◆ **WHAT THE TASK REQUIRES**: Every line from the one holding "of the paved" through the final line of the entries is to be reproduced exactly, and no other line.

┌─ RECORDS FOR THIS EXERCISE

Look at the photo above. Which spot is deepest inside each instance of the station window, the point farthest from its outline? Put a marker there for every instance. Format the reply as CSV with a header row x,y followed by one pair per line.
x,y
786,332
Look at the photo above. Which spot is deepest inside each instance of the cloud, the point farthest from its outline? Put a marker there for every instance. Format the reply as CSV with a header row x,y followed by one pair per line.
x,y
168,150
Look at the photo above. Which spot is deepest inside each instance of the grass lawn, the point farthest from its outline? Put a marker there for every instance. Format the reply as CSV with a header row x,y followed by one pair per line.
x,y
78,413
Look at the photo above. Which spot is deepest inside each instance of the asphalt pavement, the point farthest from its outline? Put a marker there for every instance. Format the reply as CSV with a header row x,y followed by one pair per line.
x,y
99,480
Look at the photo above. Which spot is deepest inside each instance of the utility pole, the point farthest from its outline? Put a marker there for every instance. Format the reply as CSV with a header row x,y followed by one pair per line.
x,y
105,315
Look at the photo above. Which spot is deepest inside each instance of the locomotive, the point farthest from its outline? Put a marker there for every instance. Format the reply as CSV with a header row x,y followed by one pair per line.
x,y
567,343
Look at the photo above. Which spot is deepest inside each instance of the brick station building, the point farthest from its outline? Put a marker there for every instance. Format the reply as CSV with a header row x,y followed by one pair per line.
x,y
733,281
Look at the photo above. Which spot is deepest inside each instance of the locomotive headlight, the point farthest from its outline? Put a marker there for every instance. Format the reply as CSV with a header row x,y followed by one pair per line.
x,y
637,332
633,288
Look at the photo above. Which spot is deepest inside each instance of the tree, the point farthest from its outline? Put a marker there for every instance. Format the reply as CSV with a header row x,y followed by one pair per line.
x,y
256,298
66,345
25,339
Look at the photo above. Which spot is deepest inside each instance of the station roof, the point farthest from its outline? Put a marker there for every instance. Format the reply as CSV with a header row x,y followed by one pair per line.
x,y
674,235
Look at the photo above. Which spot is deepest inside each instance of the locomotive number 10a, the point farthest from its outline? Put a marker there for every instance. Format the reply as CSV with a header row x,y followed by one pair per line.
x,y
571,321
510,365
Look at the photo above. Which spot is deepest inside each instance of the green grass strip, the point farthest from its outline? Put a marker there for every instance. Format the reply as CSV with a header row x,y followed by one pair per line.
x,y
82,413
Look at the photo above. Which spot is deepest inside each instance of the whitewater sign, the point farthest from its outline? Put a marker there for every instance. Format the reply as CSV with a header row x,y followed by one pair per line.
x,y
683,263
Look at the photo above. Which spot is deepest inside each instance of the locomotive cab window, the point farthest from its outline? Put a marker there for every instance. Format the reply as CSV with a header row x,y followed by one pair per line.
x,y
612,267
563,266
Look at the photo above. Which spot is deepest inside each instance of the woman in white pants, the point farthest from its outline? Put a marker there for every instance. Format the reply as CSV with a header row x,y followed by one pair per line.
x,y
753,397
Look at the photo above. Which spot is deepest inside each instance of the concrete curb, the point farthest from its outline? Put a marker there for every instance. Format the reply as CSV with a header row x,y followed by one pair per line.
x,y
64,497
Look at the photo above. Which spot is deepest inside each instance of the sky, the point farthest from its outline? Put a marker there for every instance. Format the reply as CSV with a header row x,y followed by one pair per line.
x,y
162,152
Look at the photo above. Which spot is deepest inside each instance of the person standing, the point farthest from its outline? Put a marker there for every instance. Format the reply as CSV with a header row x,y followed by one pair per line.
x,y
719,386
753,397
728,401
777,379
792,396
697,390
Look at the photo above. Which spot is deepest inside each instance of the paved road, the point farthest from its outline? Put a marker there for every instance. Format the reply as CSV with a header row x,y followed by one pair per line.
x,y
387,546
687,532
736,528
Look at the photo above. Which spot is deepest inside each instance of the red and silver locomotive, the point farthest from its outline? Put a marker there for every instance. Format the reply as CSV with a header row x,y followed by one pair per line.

└─

◆ **EXERCISE SOLUTION**:
Look at the photo above. Which spot is deepest inside each instance of the paved road, the point farthest from its outline? Put a marker there for every instance. Format the reply as CSV with a header row x,y followed by one pair per line.
x,y
387,546
687,532
736,528
Look at the photo above. Which spot is deepest inside each instance of the red and silver locomotive, the point farthest from its outline? Put a marker there for every instance. Format the reply as CSV with a header row x,y followed by one pair per line.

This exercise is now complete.